[[ Data shown, beginning ]]

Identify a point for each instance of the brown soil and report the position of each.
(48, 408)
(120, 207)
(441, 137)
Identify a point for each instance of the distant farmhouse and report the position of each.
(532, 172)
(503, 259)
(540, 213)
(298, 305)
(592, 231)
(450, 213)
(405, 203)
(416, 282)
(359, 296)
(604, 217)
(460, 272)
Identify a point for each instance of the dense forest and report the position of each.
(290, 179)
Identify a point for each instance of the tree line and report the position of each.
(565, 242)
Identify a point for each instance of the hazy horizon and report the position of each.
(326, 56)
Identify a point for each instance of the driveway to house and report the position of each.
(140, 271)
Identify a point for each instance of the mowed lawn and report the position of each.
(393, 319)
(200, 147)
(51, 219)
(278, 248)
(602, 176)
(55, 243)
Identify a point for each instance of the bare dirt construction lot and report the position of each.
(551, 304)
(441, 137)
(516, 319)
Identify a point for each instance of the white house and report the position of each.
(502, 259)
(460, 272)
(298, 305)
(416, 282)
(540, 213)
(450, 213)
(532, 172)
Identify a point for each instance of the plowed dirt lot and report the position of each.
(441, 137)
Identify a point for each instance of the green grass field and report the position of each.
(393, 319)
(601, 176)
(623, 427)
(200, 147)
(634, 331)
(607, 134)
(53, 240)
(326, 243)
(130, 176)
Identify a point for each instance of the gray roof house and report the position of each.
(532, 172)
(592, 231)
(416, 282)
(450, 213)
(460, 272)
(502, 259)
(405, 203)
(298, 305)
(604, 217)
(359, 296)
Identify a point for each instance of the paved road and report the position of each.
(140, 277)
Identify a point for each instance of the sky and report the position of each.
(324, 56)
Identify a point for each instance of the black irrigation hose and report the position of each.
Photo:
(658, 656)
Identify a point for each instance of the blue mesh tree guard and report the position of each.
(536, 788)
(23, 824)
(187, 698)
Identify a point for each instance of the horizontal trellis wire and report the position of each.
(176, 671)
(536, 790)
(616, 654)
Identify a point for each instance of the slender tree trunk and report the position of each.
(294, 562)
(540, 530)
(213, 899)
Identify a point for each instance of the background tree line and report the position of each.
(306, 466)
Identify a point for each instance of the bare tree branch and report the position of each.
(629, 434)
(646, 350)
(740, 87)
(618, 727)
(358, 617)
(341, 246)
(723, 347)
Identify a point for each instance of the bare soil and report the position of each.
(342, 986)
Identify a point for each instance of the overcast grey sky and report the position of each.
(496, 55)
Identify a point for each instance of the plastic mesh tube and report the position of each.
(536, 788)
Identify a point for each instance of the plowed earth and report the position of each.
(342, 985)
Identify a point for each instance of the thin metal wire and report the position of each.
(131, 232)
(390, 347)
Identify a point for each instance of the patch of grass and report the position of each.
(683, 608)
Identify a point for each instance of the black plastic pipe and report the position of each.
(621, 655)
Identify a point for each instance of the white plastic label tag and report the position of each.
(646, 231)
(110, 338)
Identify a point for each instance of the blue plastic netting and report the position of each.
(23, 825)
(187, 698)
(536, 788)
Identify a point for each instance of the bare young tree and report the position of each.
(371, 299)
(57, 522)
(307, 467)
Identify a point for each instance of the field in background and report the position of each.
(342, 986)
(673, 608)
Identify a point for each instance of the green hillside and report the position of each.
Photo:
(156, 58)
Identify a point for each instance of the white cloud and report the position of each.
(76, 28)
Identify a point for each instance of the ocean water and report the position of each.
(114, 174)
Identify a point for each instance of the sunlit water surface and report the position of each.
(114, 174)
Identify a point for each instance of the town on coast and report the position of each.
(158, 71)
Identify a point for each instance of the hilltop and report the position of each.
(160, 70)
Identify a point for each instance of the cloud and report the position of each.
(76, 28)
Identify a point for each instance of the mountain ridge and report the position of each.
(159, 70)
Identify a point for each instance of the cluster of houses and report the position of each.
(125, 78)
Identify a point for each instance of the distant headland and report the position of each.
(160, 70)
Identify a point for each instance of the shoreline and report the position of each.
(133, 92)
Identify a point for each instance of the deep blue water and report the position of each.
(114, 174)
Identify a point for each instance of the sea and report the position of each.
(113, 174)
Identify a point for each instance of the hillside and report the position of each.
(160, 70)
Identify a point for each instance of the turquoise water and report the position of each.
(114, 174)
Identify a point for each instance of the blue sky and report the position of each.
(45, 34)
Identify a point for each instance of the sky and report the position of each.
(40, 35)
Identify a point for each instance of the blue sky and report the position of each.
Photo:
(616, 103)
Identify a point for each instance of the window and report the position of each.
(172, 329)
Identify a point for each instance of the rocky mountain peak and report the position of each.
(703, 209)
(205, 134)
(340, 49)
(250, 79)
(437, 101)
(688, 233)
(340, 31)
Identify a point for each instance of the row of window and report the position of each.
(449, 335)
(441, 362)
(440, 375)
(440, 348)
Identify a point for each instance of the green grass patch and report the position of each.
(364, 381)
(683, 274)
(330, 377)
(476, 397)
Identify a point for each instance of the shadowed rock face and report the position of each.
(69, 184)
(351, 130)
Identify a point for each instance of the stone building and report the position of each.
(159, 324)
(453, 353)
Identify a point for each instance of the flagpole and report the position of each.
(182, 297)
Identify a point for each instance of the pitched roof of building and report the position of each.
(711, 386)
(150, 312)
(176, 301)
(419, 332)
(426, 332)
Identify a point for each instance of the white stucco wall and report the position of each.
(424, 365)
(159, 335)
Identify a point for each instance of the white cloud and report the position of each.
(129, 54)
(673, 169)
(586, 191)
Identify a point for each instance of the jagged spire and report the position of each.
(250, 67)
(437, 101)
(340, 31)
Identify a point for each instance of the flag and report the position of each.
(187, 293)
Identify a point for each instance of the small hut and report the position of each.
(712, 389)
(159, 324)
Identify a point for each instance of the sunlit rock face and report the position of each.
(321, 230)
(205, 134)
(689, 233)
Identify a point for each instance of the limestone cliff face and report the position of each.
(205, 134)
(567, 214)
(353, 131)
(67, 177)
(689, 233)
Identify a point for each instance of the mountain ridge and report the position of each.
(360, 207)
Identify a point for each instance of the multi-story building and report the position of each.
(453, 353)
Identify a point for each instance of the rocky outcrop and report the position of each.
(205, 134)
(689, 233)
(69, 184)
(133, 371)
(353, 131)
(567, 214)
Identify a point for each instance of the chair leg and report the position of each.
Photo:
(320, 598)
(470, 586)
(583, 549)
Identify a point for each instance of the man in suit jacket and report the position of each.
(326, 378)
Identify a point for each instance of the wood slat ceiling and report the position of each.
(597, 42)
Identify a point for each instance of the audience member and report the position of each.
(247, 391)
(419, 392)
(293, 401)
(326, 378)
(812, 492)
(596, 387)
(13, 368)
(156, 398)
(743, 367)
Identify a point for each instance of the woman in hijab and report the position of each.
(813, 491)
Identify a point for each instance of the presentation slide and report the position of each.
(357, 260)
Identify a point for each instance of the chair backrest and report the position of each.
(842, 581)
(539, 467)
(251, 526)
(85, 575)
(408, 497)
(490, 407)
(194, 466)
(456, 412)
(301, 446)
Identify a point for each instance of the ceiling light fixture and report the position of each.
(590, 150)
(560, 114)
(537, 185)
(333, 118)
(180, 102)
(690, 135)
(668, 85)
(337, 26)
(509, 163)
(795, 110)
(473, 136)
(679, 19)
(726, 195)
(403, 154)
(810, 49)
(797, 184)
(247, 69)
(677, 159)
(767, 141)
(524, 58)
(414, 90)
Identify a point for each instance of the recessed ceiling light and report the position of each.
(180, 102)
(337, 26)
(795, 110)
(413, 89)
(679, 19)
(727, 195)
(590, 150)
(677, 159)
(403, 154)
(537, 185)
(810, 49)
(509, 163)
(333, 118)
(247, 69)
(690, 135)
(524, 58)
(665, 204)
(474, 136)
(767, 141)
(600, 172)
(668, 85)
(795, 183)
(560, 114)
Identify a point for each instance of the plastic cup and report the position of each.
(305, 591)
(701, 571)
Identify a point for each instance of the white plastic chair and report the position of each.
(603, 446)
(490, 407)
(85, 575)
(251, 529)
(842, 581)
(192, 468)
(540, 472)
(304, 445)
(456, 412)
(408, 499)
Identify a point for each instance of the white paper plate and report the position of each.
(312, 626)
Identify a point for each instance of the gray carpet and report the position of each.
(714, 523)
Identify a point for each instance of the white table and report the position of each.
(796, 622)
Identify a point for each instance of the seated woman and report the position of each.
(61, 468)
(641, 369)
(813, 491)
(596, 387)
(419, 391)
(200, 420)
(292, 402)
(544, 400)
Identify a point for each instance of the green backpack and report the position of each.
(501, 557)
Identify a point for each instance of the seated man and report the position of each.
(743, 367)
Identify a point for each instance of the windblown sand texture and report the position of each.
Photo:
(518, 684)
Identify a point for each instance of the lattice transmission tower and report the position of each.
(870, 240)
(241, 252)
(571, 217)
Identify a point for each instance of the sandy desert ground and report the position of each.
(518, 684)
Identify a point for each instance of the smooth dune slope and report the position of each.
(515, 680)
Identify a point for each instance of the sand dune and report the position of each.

[[ Data shown, end ]]

• _Work order_
Only the lines from the one containing "Identify a point for each instance of the white paper" through the end of the material should be reproduced, exactly, with both ends included.

• _Task solution_
Identify a point for each instance of the white paper plate and report the position of each.
(312, 626)
Identify a point for each instance of the gray carpet and report the position of each.
(714, 523)
Identify a point for each instance of the white table and report the position of each.
(796, 622)
Identify a point for each instance of the seated woman and report the position of each.
(61, 468)
(641, 369)
(813, 491)
(596, 387)
(419, 391)
(200, 420)
(292, 402)
(544, 400)
Identify a point for each instance of the green backpack and report the position of each.
(501, 557)
Identify a point for each instance of the seated man and report the position of each.
(743, 367)
Identify a point for each instance of the windblown sand texture and report the position of each.
Photo:
(518, 684)
Identify a point for each instance of the lattice transmission tower and report the position of each.
(870, 240)
(241, 252)
(571, 217)
Identify a point for each instance of the sandy desert ground and report the position of each.
(518, 684)
Identify a point for each instance of the smooth dune slope and report the position of each.
(515, 680)
Identify a point for each instance of the sand dune and report the position of each.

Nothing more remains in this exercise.